--- Exercise materials Enclosed Below ---
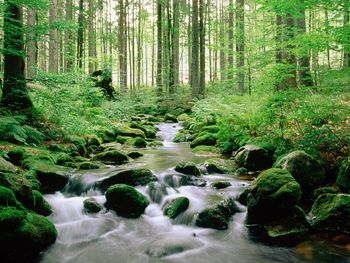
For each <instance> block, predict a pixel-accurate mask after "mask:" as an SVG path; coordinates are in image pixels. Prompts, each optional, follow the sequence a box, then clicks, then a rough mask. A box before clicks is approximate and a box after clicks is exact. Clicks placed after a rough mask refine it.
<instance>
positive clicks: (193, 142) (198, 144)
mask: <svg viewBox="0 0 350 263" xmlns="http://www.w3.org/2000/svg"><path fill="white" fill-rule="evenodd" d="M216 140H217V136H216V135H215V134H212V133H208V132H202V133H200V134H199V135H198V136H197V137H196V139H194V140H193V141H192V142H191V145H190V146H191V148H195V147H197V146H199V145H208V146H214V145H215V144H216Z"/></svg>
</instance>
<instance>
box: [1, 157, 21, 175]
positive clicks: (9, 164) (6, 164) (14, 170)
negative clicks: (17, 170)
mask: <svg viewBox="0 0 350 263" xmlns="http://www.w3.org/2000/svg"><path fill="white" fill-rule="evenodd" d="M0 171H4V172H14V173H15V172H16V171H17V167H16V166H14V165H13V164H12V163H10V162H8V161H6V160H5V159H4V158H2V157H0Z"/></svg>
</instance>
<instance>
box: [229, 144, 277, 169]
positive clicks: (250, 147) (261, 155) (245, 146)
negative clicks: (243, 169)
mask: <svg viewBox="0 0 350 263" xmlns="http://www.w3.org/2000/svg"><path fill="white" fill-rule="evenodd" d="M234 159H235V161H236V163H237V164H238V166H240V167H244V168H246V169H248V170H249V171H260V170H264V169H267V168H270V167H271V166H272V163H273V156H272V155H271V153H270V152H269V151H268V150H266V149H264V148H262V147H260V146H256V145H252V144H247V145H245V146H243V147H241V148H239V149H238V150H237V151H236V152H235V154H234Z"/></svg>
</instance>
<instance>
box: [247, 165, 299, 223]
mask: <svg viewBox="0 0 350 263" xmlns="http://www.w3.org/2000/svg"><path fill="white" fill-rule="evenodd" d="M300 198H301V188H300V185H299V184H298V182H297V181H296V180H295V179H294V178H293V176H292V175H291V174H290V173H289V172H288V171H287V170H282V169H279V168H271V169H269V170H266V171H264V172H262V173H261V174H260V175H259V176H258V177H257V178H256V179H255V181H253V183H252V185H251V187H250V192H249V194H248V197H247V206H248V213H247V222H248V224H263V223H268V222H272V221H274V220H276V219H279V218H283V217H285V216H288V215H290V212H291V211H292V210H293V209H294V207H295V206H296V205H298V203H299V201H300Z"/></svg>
--- End of Enclosed Exercise materials ---
--- Exercise materials Enclosed Below ---
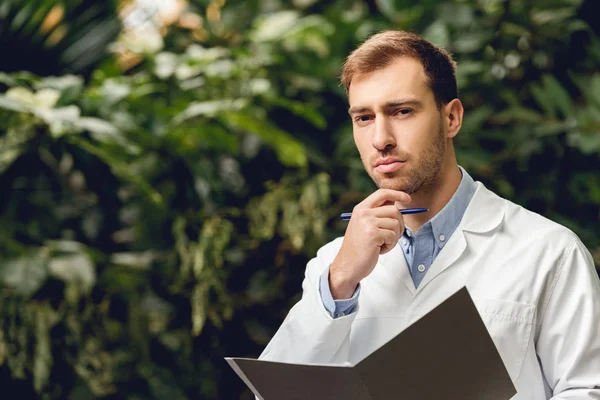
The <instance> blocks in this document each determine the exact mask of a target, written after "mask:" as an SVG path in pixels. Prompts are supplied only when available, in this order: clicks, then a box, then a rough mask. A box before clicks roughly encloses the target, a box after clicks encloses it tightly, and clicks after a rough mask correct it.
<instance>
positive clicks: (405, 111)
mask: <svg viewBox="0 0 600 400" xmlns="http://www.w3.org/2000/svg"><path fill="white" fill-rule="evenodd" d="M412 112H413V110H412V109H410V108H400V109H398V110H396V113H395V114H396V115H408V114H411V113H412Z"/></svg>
--- End of Enclosed Exercise materials ---
Exercise directions: Return only those lines of the records that contain the string "then".

The completed task:
For each <instance> block, predict a pixel-accurate mask after "mask:" as an SVG path; coordinates are in image pixels. Prompts, each optional, follow the sequence a box, then clicks, then a rough mask. A box before clicks is approximate and a box after clicks is exact. Clicks placed after a rough mask refine it.
The <instance> blocks in this document each determine the exact mask of a target, written after "mask:" as an SVG path in pixels. Prompts are supplied only when available, in this order: clicks, then a box, then a rough mask. A box before clicks roughly encloses the target, a box after clicks encloses it tightly, and clicks after a rough mask correct it.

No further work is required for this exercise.